§ **RECORD EXCERPTS**:
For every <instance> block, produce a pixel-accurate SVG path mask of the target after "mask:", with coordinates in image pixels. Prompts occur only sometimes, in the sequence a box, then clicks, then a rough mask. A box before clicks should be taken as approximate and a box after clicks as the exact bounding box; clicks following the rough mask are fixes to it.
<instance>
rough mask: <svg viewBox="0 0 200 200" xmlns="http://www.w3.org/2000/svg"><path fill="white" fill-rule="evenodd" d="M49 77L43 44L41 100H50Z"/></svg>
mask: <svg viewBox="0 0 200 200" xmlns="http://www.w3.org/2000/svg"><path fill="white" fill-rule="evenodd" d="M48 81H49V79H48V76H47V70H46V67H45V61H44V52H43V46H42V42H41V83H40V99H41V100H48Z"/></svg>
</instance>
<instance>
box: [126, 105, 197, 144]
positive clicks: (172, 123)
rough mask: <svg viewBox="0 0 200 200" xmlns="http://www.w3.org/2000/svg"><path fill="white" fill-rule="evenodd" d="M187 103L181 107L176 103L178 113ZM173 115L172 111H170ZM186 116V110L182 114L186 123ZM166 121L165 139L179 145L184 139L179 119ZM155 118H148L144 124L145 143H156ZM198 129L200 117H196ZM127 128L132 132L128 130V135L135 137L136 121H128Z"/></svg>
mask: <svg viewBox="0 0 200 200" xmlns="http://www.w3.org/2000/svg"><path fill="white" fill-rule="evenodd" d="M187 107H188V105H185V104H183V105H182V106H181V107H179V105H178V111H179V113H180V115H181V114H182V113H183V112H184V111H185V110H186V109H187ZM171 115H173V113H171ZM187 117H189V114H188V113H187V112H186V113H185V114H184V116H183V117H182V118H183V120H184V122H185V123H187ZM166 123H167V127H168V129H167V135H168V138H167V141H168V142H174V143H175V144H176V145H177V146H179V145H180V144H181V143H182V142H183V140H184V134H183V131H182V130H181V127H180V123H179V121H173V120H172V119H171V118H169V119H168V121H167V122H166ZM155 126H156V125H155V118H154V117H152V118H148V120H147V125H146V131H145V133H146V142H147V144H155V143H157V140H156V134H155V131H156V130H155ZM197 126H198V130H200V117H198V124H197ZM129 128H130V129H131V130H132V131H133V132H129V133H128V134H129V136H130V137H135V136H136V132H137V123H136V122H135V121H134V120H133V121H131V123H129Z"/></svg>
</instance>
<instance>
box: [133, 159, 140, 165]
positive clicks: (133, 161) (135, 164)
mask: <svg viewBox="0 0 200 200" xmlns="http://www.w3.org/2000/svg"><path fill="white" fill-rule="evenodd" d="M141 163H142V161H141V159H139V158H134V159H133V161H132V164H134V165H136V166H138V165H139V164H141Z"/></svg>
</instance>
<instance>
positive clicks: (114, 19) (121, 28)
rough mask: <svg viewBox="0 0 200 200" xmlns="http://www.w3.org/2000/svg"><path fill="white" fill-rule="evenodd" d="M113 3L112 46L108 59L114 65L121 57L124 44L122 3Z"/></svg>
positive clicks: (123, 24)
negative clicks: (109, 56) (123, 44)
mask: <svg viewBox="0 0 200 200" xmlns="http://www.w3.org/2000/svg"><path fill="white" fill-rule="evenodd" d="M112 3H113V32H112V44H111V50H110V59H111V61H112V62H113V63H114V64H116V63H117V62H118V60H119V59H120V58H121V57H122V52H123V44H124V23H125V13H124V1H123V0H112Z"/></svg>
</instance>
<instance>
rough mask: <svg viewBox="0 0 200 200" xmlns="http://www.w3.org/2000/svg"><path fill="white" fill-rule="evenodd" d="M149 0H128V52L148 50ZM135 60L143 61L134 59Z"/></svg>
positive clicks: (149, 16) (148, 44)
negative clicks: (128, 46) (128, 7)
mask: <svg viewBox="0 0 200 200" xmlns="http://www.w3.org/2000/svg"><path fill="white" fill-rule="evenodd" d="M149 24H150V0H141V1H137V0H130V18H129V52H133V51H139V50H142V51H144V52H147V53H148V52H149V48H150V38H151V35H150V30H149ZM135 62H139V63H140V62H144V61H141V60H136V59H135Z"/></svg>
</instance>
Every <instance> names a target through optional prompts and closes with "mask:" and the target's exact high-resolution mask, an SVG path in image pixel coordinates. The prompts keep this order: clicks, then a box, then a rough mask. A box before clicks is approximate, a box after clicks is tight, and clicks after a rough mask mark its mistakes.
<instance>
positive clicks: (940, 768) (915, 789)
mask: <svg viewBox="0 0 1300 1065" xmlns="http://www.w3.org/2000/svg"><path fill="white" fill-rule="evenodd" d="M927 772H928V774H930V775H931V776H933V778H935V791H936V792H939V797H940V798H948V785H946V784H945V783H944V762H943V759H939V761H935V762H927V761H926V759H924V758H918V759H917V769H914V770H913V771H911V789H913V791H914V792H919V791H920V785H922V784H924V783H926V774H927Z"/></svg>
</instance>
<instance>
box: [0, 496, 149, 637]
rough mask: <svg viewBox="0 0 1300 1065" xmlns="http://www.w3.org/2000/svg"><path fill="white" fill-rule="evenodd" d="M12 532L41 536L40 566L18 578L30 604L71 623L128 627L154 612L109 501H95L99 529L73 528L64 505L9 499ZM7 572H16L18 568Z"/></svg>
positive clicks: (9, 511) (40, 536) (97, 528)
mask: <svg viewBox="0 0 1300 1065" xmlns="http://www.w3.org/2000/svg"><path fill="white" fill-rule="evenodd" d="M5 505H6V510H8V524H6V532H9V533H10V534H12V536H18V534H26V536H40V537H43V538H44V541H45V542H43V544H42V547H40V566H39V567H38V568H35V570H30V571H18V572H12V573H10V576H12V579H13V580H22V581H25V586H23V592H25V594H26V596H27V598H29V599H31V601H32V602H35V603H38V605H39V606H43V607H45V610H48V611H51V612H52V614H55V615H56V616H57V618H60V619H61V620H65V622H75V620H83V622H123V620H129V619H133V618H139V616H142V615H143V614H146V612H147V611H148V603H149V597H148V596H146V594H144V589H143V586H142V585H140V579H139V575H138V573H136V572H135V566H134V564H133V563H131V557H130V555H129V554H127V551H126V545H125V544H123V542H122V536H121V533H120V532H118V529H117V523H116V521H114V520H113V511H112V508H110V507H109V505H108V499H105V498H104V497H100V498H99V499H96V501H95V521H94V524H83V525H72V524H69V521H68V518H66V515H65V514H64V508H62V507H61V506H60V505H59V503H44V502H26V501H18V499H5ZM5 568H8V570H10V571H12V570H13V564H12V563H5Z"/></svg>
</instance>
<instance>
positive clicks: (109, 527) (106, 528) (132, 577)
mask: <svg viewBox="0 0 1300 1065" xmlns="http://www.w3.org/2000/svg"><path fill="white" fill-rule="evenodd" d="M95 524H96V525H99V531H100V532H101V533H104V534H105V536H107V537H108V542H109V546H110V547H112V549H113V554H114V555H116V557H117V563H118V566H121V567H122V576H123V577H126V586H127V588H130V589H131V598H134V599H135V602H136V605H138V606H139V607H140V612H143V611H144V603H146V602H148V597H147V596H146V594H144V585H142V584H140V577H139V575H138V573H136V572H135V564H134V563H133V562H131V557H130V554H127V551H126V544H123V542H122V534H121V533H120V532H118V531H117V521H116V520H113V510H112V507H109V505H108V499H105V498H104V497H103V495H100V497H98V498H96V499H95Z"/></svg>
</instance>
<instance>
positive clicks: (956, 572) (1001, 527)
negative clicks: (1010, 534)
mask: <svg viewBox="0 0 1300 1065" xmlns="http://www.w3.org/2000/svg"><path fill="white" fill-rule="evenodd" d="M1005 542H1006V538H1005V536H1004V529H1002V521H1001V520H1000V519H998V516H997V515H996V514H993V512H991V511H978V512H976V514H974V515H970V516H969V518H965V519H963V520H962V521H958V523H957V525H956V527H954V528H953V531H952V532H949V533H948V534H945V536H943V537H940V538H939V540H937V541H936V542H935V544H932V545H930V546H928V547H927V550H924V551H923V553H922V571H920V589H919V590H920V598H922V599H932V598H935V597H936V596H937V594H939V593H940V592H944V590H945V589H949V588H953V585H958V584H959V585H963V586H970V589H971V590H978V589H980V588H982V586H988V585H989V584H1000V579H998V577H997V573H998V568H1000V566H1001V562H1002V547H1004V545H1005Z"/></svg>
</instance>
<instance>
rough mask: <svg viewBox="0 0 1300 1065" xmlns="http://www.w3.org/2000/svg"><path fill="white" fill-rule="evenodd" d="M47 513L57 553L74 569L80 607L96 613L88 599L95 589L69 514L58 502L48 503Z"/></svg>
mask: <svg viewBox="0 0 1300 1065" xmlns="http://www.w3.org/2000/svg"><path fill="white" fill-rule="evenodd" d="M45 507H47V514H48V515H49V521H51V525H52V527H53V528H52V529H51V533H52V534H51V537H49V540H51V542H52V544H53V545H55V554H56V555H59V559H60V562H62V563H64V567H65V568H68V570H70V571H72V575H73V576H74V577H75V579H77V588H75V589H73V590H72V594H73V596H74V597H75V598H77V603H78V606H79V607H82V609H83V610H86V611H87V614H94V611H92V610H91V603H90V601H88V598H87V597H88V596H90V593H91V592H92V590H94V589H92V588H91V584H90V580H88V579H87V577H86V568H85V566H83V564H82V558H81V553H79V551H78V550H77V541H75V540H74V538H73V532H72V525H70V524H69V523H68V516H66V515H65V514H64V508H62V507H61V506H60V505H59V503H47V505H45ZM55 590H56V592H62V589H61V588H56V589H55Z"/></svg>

§ **TASK TO CARRY OUT**: Starting at the line above that holds "Every <instance> names" and ending at the line that holds "532L41 536L40 566L18", transcribe each line exactly and include no other lines.

§ **ANSWER BOX**:
Every <instance> names a target through optional prompts and closes with "mask:" and the target's exact high-resolution mask, an SVG path in image pixel coordinates. The prompts keep this order: clicks, then a box, then a rough mask. A box before clicks is approximate, a box after clicks is tight, and clicks after a rough mask mark its mistakes.
<instance>
positive clicks: (940, 768) (915, 789)
mask: <svg viewBox="0 0 1300 1065" xmlns="http://www.w3.org/2000/svg"><path fill="white" fill-rule="evenodd" d="M927 772H928V774H930V775H931V776H933V778H935V791H936V792H939V797H940V798H948V785H946V784H945V783H944V762H943V759H939V761H935V762H927V761H926V759H924V758H918V759H917V769H914V770H913V771H911V789H913V791H914V792H919V791H920V785H922V784H924V783H926V774H927Z"/></svg>
</instance>
<instance>
box: [0, 496, 149, 637]
rough mask: <svg viewBox="0 0 1300 1065" xmlns="http://www.w3.org/2000/svg"><path fill="white" fill-rule="evenodd" d="M12 532L41 536L40 566L18 578L30 604L71 623L128 627L154 612L109 501H95L99 529L73 528L64 505L9 499ZM7 572H16L18 568Z"/></svg>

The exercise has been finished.